Oncology Care Model: A Day in the Life from a Nurse’s Perspective

Rani Khetarpal explores what the OCM model looks like at one oncology practice in Illinois and how the program can improve to help more organizations improve care delivery and generate savings.

Episode Transcript

David Schafer: Welcome to the Specialty Care ValueCast where we explore the evolving landscape of specialty care management through the lens of value-based care, insurance risk, and the patient and provider experience. I'm David Schafer and this is the second episode in our series focused on the Oncology Care Model. In this episode we're going to look at what the oncology care model looks like day to day at one oncology practice and what challenges and opportunities they're anticipating in the program moving forward. In our last podcast, we spoke with Ed Bassin of New Century about the CMS Innovation Center's Oncology Care Model (OCM) intended to improve care and lower costs for cancer patients and the Medicare program.

» **ASSIGNMENT**:
Please edit the Oncology Care Model text from "Oncology Care Model: A" to "and generate savings.", changing "Illinois" to "Ohio".

» **DATASET CONTENT**:
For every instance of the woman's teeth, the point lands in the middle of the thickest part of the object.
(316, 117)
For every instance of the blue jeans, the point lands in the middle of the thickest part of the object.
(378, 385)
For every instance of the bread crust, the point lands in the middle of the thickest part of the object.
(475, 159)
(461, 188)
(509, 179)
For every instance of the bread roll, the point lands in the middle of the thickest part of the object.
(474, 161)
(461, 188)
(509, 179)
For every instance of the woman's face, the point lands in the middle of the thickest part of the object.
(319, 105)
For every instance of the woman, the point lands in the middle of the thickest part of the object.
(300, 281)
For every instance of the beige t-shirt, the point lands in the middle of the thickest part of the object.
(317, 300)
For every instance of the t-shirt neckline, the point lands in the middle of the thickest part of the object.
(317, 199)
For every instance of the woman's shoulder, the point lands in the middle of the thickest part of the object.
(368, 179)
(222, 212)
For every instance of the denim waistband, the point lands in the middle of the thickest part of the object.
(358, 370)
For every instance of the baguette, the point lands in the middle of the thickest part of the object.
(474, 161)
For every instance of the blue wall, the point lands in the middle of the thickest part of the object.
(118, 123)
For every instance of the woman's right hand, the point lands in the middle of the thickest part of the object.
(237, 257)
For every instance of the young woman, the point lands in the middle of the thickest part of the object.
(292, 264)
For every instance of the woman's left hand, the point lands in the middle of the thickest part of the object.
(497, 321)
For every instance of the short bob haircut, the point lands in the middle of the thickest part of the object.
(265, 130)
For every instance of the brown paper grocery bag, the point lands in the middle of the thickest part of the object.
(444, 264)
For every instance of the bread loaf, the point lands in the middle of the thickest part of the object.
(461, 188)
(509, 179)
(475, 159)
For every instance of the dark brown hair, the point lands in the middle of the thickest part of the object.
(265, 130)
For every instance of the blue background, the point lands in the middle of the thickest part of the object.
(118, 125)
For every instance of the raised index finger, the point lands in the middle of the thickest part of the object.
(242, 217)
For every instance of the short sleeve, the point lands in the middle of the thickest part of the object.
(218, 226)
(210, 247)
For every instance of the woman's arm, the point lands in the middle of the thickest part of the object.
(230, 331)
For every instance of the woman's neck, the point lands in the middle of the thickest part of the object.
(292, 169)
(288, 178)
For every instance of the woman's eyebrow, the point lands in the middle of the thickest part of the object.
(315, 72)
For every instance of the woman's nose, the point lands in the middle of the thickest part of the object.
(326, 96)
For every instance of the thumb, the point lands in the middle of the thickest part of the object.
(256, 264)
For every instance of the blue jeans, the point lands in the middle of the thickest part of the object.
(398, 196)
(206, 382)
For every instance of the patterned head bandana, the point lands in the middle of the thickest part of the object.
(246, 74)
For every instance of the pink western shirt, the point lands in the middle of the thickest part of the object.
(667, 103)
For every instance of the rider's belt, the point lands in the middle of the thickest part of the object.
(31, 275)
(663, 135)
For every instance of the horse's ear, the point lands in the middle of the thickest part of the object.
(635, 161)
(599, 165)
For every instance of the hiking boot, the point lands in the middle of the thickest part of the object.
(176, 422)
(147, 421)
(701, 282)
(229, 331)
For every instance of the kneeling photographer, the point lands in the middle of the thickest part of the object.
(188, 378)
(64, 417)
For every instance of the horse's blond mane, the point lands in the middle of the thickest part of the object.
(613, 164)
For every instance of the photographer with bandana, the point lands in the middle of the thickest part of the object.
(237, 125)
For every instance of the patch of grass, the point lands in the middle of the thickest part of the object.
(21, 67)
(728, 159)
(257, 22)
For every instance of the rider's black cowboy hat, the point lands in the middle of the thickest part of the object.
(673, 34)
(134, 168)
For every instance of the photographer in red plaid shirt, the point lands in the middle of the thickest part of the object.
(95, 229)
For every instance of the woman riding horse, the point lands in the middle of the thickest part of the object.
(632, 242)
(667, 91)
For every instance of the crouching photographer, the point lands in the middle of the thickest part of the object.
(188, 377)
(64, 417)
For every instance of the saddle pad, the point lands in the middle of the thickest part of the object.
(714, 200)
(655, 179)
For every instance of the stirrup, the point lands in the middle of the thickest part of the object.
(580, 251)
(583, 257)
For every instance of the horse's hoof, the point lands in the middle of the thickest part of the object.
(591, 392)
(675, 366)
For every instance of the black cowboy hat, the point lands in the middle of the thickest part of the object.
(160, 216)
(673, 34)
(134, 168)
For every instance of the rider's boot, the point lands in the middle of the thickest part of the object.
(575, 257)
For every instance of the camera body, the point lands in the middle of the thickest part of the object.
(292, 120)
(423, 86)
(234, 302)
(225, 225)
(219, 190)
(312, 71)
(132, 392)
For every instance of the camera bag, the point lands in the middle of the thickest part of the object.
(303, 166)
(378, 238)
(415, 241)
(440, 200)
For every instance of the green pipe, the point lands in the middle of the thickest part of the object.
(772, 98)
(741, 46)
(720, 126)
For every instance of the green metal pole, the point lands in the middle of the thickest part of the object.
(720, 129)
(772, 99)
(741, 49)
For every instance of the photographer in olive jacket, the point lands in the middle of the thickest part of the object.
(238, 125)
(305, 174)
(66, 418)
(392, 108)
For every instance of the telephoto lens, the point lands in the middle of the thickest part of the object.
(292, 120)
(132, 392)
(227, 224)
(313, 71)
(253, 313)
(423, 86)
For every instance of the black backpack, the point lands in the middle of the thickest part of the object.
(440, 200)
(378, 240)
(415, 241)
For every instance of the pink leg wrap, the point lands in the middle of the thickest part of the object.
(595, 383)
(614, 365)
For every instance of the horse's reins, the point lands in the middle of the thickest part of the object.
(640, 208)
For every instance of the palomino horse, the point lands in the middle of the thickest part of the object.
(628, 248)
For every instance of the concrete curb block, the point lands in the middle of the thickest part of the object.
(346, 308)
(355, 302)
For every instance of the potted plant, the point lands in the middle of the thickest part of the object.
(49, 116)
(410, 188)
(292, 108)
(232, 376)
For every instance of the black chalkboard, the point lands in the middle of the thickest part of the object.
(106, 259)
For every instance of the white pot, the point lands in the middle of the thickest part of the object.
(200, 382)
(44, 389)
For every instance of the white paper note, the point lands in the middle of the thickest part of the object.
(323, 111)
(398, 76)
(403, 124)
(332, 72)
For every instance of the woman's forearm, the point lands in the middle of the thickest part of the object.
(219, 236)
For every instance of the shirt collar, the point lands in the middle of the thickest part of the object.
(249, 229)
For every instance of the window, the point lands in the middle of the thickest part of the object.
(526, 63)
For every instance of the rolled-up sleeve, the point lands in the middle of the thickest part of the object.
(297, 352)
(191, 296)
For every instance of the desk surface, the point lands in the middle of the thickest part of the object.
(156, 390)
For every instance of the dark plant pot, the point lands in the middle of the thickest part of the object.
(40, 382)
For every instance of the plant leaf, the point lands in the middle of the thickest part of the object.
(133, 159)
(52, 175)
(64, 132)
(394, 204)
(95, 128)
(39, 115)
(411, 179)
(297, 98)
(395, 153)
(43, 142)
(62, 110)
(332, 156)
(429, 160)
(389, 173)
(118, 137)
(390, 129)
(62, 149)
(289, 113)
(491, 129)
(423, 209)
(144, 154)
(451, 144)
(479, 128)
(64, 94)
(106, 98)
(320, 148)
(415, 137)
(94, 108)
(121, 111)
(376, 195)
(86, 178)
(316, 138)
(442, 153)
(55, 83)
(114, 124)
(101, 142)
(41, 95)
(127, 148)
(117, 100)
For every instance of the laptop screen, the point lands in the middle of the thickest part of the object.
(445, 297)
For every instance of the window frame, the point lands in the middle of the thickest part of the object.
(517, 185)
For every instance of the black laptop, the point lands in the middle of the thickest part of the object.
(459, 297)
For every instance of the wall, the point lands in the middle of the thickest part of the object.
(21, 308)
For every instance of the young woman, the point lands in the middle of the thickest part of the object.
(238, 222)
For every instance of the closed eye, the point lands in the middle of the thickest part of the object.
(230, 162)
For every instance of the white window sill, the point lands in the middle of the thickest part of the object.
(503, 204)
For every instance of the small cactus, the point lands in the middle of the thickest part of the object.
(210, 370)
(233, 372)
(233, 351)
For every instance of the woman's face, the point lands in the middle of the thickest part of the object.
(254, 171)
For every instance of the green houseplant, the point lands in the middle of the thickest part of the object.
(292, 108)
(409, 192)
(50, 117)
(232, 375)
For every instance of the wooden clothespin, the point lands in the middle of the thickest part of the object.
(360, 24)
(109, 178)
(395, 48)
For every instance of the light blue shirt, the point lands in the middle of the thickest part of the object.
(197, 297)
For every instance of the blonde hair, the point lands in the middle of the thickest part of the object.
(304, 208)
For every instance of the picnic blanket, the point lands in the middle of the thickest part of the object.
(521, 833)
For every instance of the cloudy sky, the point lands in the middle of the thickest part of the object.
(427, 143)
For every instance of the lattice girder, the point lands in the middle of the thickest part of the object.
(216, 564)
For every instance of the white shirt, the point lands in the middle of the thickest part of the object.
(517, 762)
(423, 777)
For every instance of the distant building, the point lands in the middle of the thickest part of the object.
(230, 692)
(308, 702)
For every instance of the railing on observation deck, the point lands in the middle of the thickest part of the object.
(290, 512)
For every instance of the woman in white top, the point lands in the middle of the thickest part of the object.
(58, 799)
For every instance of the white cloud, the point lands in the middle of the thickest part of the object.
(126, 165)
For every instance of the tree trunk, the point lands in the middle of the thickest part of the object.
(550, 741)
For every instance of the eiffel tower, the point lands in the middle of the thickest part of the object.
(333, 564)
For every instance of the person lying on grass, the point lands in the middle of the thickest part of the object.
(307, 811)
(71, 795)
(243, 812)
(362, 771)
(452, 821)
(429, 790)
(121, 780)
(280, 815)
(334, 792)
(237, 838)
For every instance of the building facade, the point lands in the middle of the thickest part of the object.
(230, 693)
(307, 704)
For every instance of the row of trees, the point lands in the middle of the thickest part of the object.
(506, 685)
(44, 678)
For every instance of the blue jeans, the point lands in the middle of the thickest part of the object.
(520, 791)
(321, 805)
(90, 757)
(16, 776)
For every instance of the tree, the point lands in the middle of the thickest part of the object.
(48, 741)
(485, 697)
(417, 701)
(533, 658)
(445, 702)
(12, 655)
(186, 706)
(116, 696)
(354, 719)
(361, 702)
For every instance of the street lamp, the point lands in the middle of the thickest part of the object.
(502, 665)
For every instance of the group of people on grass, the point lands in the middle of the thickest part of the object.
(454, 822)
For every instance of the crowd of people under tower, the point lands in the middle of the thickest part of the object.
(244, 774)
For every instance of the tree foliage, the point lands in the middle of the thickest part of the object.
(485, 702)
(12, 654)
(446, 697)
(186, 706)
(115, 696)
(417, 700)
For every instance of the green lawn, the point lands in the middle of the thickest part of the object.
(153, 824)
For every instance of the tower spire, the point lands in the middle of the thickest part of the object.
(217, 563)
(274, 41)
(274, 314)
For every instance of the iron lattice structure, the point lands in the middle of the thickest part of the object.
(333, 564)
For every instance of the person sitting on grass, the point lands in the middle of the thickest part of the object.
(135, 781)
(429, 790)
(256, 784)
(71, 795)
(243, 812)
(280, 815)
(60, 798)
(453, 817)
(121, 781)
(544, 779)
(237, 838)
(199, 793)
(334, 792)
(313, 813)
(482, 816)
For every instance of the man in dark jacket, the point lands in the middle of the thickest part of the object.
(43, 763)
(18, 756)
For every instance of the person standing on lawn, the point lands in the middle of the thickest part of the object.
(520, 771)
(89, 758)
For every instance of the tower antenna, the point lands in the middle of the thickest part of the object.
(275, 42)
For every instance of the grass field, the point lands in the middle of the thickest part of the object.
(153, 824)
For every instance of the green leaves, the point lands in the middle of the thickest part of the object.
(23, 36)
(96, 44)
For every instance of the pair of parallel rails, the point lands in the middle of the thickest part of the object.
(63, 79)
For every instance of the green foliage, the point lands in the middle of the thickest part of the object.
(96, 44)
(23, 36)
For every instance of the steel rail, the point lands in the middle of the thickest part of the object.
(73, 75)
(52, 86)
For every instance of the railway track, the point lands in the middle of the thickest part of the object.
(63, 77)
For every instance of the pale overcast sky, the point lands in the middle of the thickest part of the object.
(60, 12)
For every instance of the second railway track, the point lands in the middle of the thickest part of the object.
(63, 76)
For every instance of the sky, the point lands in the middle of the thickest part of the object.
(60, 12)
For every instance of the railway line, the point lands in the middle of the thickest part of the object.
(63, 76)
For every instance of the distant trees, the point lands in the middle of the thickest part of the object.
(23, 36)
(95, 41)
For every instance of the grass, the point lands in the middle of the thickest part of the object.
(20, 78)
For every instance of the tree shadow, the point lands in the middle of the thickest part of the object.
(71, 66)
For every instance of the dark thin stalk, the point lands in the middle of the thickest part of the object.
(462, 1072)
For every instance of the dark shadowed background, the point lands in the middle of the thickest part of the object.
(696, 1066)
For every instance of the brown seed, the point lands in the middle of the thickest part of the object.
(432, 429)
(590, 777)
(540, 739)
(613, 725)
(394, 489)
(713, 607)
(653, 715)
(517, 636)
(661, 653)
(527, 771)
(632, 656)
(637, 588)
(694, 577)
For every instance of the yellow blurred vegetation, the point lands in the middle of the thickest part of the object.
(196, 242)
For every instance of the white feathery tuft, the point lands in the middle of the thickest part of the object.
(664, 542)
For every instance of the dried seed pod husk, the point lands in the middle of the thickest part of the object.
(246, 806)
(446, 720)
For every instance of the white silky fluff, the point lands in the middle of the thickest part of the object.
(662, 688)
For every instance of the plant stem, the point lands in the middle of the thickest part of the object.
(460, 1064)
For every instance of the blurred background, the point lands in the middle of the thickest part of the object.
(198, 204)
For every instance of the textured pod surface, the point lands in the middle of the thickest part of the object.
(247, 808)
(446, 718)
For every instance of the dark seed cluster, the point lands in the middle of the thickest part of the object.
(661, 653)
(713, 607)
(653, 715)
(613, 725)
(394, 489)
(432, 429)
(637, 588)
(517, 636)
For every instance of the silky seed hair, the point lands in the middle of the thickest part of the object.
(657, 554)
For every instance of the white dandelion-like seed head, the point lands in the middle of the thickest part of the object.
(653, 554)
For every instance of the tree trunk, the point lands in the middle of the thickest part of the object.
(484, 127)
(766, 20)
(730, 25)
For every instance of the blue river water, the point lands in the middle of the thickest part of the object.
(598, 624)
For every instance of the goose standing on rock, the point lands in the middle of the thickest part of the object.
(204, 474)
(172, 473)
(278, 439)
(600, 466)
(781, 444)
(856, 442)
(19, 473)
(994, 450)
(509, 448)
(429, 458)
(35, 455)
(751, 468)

» **ANSWER**:
Oncology Care Model: A Day in the Life from a Nurse’s Perspective

Rani Khetarpal explores what the OCM model looks like at one oncology practice in Ohio and how the program can improve to help more organizations improve care delivery and generate savings.